» **TASK TO COMPLETE**
Could you return, word for word, the stretch of rows below from their start through the line that contains "x=330, y=248"?

* Begin RECORDS SHOWN *

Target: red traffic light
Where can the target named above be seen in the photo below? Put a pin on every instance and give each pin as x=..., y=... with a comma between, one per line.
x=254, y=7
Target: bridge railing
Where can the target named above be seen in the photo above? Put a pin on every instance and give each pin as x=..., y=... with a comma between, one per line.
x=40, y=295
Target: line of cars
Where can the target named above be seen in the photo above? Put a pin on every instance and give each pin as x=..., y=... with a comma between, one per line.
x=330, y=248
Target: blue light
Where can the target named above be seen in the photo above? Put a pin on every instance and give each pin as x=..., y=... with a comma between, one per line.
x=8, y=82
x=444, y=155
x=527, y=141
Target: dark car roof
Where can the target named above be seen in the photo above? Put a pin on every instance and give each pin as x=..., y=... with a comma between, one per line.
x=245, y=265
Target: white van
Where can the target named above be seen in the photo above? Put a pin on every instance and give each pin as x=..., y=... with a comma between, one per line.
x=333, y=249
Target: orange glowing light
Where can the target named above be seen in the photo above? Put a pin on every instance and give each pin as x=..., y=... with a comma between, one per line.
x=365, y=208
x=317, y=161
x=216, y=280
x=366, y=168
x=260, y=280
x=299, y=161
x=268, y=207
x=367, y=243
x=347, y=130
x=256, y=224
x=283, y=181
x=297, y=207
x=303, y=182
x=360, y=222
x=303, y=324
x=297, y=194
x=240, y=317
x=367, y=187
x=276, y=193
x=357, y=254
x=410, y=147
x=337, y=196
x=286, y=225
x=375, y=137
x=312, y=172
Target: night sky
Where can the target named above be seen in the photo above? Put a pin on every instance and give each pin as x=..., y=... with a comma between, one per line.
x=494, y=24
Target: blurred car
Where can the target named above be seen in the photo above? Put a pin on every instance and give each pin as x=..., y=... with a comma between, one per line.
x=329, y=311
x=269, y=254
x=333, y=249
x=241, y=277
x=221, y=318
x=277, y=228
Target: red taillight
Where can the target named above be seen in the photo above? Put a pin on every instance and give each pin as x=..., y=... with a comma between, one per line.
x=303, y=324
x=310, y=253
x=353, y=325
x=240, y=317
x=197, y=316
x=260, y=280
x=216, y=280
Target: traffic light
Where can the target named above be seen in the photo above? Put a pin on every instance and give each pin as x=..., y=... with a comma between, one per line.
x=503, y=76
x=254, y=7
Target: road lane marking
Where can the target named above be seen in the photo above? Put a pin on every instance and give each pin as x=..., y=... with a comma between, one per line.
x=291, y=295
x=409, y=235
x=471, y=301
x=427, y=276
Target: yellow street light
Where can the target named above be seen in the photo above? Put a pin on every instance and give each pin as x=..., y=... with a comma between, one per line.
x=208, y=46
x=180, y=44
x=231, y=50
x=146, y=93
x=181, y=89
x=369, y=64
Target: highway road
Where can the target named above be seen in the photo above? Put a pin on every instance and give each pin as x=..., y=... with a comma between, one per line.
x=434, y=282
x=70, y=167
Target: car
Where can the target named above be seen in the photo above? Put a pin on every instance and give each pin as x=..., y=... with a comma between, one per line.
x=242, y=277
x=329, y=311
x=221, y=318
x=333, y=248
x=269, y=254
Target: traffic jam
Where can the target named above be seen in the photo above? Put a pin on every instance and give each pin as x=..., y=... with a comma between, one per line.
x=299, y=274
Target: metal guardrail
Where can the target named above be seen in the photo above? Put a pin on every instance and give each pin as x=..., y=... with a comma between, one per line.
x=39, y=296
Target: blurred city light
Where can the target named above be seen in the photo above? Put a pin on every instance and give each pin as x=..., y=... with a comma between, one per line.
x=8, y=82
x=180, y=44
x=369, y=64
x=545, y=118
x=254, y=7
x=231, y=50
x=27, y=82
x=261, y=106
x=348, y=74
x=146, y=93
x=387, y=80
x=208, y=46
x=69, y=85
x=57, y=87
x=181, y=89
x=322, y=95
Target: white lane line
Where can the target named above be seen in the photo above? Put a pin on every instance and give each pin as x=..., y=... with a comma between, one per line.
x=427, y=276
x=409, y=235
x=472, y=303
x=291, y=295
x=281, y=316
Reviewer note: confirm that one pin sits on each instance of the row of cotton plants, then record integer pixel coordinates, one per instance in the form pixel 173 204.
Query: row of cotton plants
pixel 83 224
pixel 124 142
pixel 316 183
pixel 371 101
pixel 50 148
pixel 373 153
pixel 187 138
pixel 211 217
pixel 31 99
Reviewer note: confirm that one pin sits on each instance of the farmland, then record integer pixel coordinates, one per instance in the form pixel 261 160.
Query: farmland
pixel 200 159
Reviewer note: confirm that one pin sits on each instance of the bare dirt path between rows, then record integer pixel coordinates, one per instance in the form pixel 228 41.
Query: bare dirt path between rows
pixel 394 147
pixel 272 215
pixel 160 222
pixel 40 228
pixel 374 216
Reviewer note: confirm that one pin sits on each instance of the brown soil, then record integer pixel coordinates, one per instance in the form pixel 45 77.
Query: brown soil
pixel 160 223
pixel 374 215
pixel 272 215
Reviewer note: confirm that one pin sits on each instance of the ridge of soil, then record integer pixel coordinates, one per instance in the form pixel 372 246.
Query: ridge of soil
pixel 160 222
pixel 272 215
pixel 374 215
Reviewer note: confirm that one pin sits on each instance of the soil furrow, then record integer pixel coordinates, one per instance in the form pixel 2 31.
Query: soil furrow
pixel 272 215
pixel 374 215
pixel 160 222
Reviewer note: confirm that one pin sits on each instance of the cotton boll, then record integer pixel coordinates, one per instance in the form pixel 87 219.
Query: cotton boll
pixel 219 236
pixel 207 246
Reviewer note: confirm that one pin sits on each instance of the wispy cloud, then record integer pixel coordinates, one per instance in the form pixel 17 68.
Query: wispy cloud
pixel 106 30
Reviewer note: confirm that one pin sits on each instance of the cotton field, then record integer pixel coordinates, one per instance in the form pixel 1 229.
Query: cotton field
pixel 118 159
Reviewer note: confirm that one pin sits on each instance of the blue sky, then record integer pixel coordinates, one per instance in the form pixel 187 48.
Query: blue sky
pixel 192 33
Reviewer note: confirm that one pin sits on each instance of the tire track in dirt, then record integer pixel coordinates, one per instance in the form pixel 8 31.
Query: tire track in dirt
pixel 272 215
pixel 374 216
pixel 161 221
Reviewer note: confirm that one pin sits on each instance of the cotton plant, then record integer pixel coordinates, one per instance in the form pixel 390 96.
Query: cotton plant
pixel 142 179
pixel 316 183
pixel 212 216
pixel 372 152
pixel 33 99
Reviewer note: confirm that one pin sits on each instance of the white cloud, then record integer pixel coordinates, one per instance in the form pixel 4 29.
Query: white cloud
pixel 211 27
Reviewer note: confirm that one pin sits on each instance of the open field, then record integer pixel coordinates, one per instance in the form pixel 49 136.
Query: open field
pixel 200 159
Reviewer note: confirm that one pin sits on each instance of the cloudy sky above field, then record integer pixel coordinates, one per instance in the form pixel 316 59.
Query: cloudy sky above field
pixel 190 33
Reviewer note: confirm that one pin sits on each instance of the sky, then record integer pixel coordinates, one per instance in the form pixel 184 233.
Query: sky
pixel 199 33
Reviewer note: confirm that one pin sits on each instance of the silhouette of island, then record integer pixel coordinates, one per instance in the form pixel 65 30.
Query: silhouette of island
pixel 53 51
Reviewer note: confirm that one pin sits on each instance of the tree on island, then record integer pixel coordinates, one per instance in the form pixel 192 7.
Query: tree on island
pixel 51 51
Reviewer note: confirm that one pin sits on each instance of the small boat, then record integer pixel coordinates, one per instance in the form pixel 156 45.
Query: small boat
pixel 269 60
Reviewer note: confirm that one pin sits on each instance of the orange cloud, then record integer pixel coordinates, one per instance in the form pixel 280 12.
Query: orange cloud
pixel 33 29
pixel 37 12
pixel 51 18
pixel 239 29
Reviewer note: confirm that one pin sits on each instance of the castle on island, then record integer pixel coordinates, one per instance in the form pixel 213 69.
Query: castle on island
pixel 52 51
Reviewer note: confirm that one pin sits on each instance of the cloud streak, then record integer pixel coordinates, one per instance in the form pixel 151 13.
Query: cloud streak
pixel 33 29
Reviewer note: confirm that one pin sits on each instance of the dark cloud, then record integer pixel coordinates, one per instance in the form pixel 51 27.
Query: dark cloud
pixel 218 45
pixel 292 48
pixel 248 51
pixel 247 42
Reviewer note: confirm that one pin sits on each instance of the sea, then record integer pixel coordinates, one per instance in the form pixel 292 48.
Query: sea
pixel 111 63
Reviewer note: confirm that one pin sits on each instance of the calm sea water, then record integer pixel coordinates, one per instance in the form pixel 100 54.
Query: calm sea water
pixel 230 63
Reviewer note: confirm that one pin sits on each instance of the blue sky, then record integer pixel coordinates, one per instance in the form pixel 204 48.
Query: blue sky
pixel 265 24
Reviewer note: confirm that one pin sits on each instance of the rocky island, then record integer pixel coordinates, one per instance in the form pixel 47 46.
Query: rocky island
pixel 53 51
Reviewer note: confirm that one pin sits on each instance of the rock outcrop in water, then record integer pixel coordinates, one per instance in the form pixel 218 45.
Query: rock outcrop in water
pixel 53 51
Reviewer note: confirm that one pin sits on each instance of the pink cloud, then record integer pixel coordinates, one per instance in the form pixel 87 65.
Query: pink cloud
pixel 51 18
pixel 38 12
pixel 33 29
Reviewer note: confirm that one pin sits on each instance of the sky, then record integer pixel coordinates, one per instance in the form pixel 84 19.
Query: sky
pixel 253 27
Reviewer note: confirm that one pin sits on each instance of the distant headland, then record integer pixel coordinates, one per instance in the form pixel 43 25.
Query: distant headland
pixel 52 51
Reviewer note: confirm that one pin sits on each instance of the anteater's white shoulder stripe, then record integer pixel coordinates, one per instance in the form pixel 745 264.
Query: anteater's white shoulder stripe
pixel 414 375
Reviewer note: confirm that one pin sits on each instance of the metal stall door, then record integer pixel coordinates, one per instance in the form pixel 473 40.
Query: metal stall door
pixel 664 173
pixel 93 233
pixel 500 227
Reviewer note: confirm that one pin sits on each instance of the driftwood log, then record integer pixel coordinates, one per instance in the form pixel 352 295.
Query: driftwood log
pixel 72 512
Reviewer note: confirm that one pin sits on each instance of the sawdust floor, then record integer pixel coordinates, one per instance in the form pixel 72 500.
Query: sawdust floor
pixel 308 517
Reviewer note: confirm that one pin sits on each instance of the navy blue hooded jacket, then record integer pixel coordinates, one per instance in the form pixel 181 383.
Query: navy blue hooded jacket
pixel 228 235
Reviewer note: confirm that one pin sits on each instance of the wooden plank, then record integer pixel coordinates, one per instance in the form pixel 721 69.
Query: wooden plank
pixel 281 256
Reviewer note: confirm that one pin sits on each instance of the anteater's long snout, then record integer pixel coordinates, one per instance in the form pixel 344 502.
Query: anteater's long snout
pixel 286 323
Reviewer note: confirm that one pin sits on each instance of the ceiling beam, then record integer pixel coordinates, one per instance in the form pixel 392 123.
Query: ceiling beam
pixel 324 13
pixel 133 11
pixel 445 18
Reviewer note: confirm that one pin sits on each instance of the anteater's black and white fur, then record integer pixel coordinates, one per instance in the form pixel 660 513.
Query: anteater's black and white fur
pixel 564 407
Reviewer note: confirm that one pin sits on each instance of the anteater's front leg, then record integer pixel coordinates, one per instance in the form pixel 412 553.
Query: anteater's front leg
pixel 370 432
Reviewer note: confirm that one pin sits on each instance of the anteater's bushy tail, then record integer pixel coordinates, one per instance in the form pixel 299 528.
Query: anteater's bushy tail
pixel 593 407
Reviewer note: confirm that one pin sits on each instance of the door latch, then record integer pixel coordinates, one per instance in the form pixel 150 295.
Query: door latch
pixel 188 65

* End RECORDS SHOWN *

» **ANSWER TO THE PROBLEM**
Target: red traffic light
Where can the target named above be seen in the photo below? Put a pin on every instance and give each pin as x=..., y=... with a comma between, one per line.
x=254, y=7
Target: bridge railing
Where can the target named above be seen in the photo above? Put a pin on every instance and give each pin as x=..., y=... with a comma between, one per line.
x=40, y=295
Target: line of cars
Where can the target named above be seen in the photo above? Put a pin on every instance and give each pin as x=..., y=... with a comma between, one per line.
x=330, y=248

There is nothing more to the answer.